* **Challenge 1**:
In the container instructions below, why is the run command recommended over the other ways of interacting with a built container? Answer in one to three sentences.
* **Challenge 2**:
Reproduce the container instructions below word for word, from "Container run instructions" to "receive write permissions.".

* **Text block**:
Container build instructions

The containers in this repository can be pulled directly from the singularity-hub container registry as follows:

build <CONTAINER_NAME>.simg shub://rickstaa/panda_autograsp:ros-kinetic-cuda10-xenial

It can also be built from the recipe file using the following command:

sudo singularity <CONTAINER_NAME>.simg shub://rickstaa/panda_autograsp:ros-kinetic-cuda10-xenial

You can also add the --sandbox argument to build the container as a writeable folder.

Warning

You need root access to build from a recipe file.

Container run instructions

After the container is built, you can use the singularity shell, start and run commands to interact with the container. You are advised to use the run command since this also sources a .singularity_bashrc file that is present in each of the containers. This file can be used as a .bashrc file. You can run the singularity container using one of the following run commands:

  • With Nvidia GPU: $ singularity run --nv <YOUR_CONTAINER_NAME>

  • Without Nvidia GPU: $ singularity run <YOUR_CONTAINER_NAME>

Note

Additionally, you can also add the --writable parameter to the run command to receive write permissions.

* **Raw records**:
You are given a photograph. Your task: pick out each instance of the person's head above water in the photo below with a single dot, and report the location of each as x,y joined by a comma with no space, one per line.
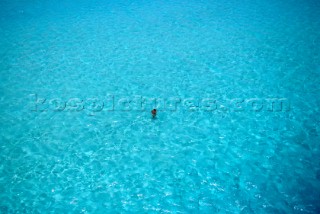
154,113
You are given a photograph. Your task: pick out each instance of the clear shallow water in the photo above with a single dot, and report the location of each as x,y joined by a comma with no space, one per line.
188,162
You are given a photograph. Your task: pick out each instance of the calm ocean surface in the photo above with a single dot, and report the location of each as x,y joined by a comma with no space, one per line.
238,96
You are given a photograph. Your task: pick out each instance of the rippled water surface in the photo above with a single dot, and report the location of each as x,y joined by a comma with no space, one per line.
68,156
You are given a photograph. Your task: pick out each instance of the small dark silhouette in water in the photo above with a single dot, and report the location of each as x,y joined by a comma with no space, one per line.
154,113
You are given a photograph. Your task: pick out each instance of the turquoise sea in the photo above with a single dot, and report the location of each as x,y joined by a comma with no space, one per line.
236,85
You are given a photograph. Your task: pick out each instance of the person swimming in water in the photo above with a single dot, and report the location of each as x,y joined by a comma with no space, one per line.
154,113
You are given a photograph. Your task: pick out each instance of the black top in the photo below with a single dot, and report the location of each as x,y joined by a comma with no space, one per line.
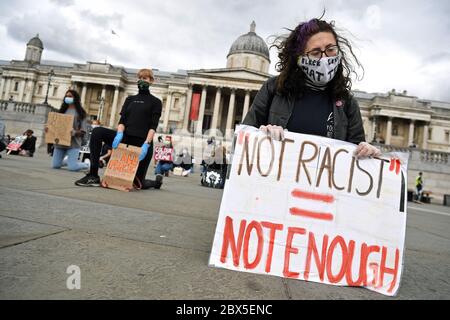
140,113
312,114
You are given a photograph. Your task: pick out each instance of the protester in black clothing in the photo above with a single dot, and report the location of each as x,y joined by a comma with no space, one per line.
311,95
137,125
105,155
184,161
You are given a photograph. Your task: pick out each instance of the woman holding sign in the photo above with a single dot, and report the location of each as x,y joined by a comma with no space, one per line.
311,95
71,105
137,125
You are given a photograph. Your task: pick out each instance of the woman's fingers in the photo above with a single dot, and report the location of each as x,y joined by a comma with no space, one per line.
365,150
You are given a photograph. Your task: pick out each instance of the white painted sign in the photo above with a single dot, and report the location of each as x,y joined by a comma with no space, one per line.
305,208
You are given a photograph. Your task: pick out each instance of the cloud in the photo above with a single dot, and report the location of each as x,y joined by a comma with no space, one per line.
401,45
61,35
63,3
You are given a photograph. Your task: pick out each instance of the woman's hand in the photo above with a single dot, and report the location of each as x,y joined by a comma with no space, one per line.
276,132
364,150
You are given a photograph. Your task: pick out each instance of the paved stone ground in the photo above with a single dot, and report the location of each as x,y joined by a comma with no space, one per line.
155,244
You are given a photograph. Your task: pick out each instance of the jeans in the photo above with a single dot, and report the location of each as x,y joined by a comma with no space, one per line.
163,168
72,161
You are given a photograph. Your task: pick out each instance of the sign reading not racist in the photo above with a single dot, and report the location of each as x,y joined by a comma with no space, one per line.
163,153
305,208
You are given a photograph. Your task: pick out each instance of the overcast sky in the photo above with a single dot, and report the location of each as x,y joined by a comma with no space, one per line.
402,44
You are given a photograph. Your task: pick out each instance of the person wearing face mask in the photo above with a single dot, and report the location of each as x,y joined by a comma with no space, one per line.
71,105
164,166
184,161
139,119
311,95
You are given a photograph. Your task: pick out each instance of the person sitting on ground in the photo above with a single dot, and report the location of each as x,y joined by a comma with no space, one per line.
184,161
419,187
139,119
164,166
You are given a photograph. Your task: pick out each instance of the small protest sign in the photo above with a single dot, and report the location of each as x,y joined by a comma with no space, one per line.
163,153
122,168
306,208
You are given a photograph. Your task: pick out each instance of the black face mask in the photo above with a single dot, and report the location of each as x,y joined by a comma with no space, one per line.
143,85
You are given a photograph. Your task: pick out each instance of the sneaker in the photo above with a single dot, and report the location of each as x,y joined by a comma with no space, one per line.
88,181
148,184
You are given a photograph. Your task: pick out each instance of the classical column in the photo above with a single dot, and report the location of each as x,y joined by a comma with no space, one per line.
102,105
230,116
112,119
246,104
201,114
83,95
388,131
8,88
411,133
187,109
425,136
167,111
215,119
374,128
23,83
29,94
2,86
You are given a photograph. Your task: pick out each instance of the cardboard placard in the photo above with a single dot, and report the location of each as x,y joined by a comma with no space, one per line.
305,208
122,168
17,143
59,129
163,153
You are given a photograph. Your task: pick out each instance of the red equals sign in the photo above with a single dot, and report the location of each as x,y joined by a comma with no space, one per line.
297,193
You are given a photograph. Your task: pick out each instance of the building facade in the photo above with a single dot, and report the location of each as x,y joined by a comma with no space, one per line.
226,94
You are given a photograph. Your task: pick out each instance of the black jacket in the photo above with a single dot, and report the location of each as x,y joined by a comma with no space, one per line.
271,108
140,113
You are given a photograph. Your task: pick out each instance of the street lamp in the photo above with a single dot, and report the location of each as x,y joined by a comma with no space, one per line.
50,75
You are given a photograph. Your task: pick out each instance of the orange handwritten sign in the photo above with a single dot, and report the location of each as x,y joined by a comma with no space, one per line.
122,168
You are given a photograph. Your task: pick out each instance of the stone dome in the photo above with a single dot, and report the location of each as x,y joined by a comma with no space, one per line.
250,43
36,42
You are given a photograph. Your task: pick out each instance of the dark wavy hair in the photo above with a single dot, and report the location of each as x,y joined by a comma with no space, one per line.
291,80
76,101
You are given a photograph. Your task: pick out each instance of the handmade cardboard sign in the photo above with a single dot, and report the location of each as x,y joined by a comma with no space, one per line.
122,168
16,143
163,153
59,129
305,208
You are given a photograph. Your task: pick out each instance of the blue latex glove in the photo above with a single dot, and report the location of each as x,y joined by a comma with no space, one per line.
144,150
117,139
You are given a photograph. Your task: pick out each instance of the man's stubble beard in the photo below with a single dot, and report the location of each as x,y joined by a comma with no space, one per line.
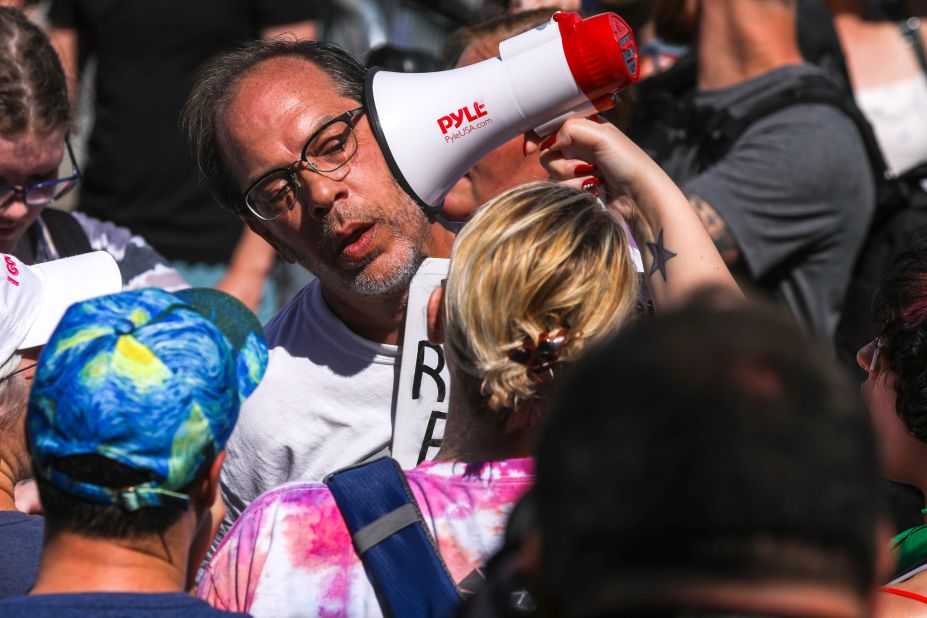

* **Complete answer 1**:
The run command is recommended because it also sources the .singularity_bashrc file that is present in each of the containers. That file can be used as a .bashrc file.

* **Complete answer 2**:
Container run instructions

After the container is built, you can use the singularity shell, start and run commands to interact with the container. You are advised to use the run command since this also sources a .singularity_bashrc file that is present in each of the containers. This file can be used as a .bashrc file. You can run the singularity container using one of the following run commands:

  • With Nvidia GPU: $ singularity run --nv <YOUR_CONTAINER_NAME>

  • Without Nvidia GPU: $ singularity run <YOUR_CONTAINER_NAME>

Note

Additionally, you can also add the --writable parameter to the run command to receive write permissions.